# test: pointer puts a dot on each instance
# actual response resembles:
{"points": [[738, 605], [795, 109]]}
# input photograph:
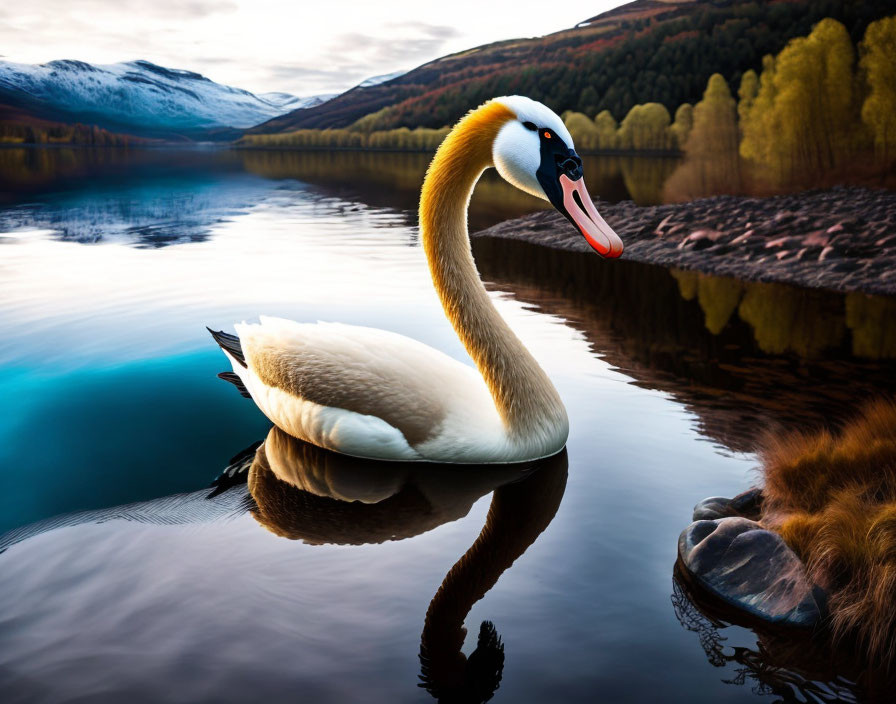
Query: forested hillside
{"points": [[645, 51]]}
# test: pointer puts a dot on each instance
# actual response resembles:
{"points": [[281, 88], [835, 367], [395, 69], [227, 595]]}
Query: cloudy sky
{"points": [[295, 46]]}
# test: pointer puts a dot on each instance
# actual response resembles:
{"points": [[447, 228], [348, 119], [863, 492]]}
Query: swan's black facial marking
{"points": [[556, 160]]}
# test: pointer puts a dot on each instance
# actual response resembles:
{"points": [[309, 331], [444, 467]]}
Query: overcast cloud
{"points": [[274, 45]]}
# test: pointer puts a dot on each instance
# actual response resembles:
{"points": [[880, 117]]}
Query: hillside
{"points": [[136, 97], [648, 50]]}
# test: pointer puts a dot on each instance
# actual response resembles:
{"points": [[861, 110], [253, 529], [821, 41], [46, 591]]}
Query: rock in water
{"points": [[752, 569]]}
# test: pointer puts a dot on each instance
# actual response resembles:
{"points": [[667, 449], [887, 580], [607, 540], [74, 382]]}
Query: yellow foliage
{"points": [[878, 61], [684, 123], [711, 164], [803, 117], [645, 127]]}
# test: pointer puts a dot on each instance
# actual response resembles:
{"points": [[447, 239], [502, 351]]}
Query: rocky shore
{"points": [[843, 239]]}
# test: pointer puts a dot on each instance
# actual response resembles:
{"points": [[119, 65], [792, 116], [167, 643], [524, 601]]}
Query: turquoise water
{"points": [[316, 586]]}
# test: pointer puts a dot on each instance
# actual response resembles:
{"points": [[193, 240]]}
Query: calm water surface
{"points": [[301, 576]]}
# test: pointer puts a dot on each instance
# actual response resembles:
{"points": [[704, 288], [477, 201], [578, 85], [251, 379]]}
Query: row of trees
{"points": [[816, 112], [22, 133], [403, 139], [667, 58], [818, 108], [647, 127]]}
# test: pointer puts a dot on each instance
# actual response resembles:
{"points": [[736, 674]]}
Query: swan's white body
{"points": [[425, 390], [376, 394]]}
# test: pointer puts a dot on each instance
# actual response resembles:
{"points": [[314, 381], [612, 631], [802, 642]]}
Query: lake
{"points": [[152, 551]]}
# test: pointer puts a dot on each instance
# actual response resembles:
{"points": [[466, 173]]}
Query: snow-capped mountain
{"points": [[136, 96], [376, 80], [287, 102]]}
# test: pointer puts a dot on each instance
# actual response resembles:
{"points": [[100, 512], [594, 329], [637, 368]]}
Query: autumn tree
{"points": [[712, 163], [583, 130], [681, 127], [803, 118], [878, 51], [746, 94], [645, 127], [606, 130]]}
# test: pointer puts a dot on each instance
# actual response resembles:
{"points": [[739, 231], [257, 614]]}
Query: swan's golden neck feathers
{"points": [[466, 150], [523, 395]]}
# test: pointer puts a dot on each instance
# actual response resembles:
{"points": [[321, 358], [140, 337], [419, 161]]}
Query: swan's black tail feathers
{"points": [[229, 343], [237, 382]]}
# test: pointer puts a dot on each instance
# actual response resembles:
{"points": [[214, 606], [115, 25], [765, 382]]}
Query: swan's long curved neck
{"points": [[523, 394]]}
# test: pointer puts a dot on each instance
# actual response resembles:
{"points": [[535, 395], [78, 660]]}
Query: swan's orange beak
{"points": [[581, 211]]}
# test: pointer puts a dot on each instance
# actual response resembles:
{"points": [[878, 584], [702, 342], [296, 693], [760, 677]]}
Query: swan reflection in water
{"points": [[302, 492], [305, 493]]}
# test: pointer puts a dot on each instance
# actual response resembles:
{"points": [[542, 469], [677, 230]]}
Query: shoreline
{"points": [[841, 239]]}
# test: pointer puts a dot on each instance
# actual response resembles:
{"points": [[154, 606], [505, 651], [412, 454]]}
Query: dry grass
{"points": [[833, 499]]}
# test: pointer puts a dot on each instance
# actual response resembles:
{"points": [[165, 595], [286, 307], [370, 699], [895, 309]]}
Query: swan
{"points": [[375, 394]]}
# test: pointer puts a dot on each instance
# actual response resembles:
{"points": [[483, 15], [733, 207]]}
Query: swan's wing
{"points": [[408, 385]]}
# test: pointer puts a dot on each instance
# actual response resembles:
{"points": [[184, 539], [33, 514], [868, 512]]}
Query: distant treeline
{"points": [[14, 132], [820, 112], [354, 137], [652, 59]]}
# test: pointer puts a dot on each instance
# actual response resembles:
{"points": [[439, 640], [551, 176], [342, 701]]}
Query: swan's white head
{"points": [[535, 153]]}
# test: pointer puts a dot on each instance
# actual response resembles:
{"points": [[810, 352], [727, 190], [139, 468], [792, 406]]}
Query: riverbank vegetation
{"points": [[822, 111], [20, 132]]}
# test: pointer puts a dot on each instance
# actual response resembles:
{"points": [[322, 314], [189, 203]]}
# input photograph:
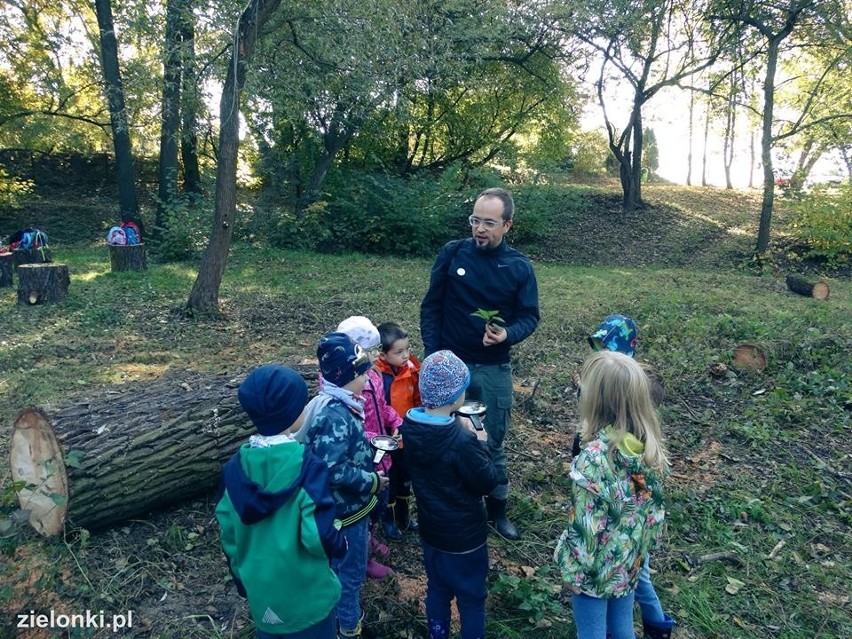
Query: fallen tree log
{"points": [[126, 450], [801, 286]]}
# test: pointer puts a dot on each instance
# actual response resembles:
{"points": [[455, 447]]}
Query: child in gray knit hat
{"points": [[452, 471]]}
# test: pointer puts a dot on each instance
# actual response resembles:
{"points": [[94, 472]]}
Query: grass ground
{"points": [[759, 498]]}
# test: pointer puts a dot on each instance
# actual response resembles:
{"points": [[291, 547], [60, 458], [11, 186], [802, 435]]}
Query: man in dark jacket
{"points": [[483, 273], [451, 472]]}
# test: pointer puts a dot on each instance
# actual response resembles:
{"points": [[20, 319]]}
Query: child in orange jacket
{"points": [[400, 372]]}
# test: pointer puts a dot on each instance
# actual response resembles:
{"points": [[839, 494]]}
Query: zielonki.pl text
{"points": [[88, 619]]}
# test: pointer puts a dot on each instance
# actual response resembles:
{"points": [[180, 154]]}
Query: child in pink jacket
{"points": [[379, 419]]}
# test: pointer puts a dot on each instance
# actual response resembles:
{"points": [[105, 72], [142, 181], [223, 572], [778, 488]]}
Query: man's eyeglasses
{"points": [[488, 224]]}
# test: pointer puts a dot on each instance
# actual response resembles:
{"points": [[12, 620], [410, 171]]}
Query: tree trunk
{"points": [[730, 129], [128, 203], [691, 129], [42, 283], [190, 103], [809, 156], [638, 137], [706, 141], [766, 148], [170, 121], [127, 257], [123, 451], [752, 160], [204, 296]]}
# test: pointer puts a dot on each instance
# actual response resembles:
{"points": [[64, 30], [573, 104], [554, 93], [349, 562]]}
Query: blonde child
{"points": [[400, 372], [616, 511], [618, 333]]}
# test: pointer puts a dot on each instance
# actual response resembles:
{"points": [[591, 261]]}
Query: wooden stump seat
{"points": [[42, 283], [127, 257], [6, 264], [32, 256]]}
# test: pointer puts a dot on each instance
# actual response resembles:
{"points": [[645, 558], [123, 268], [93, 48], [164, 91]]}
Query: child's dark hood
{"points": [[616, 333], [429, 442], [252, 501]]}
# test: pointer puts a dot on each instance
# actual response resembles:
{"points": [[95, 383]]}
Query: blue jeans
{"points": [[352, 570], [462, 577], [646, 596], [323, 630], [596, 618], [491, 384]]}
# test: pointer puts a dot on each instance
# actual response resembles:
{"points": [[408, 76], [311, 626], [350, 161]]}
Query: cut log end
{"points": [[749, 357], [801, 286], [36, 461]]}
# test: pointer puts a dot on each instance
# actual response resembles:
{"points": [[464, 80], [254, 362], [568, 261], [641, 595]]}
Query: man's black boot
{"points": [[497, 517]]}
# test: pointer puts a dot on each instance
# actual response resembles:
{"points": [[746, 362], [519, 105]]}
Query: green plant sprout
{"points": [[490, 317]]}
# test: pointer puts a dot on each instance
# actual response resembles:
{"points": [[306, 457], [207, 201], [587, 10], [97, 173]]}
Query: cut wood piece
{"points": [[41, 283], [123, 451], [128, 257], [6, 264], [798, 284], [749, 357], [32, 256]]}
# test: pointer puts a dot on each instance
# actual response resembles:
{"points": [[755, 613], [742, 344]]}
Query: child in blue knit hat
{"points": [[277, 516], [618, 333], [334, 432], [452, 472]]}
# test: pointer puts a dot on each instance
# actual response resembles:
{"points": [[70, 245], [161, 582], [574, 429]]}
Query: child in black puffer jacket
{"points": [[452, 472]]}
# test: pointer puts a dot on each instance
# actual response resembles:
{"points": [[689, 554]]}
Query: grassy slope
{"points": [[761, 460]]}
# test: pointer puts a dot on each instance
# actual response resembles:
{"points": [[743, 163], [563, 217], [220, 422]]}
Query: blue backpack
{"points": [[33, 239], [131, 231], [116, 236]]}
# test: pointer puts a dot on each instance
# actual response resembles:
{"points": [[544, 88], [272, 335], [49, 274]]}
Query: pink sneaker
{"points": [[377, 547], [375, 570]]}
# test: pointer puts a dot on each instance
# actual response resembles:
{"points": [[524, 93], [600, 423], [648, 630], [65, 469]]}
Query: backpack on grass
{"points": [[132, 233], [116, 236]]}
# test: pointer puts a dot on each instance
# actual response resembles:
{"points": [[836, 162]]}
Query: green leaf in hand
{"points": [[490, 317]]}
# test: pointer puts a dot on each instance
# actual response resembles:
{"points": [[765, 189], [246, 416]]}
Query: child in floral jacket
{"points": [[616, 512]]}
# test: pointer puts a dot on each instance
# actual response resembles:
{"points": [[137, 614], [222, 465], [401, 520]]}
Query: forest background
{"points": [[345, 137]]}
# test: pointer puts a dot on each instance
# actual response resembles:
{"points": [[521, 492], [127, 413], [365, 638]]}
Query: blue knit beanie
{"points": [[616, 333], [341, 360], [443, 378], [273, 396]]}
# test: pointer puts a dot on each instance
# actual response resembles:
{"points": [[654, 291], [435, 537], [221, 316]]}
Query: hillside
{"points": [[759, 495]]}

# To do
Each line from the one that contains "Query: grassy slope" to the end of the data should be set down exactly, both ends included.

# Result below
Query: grassy slope
{"points": [[761, 460]]}
# test: pointer puts a dot on each instance
# actual response resembles:
{"points": [[743, 163], [563, 217], [220, 422]]}
Query: blue backpack
{"points": [[33, 239], [131, 231], [116, 236]]}
# test: pointer puts a dot on each instance
# actual response resembles:
{"points": [[544, 88], [272, 335], [49, 274]]}
Query: pink sneaker
{"points": [[377, 547], [375, 570]]}
# test: pointer puts a dot on each instance
# actual response resembles:
{"points": [[524, 93], [600, 423], [648, 630], [65, 469]]}
Query: backpack on grass
{"points": [[132, 233], [116, 236]]}
# test: pointer puts a dot on each instance
# actual response resembles:
{"points": [[836, 162]]}
Query: green leaf in hand
{"points": [[490, 317]]}
# test: pointer puts a dot on each instance
# actual response resembles:
{"points": [[765, 189], [246, 416]]}
Query: child in floral jacket
{"points": [[616, 512]]}
# test: pointer puts a dot on each instance
# actual response resembles:
{"points": [[137, 614], [222, 465], [401, 520]]}
Query: forest background
{"points": [[345, 137]]}
# test: pointer puts a dot on each instance
# actual response resembles:
{"points": [[521, 492], [127, 413], [365, 638]]}
Query: blue knit beanie
{"points": [[616, 333], [341, 360], [443, 378], [273, 396]]}
# test: pointer puts a dot on each instance
# actual response resembles:
{"points": [[654, 291], [435, 537], [221, 316]]}
Query: hillside
{"points": [[759, 495]]}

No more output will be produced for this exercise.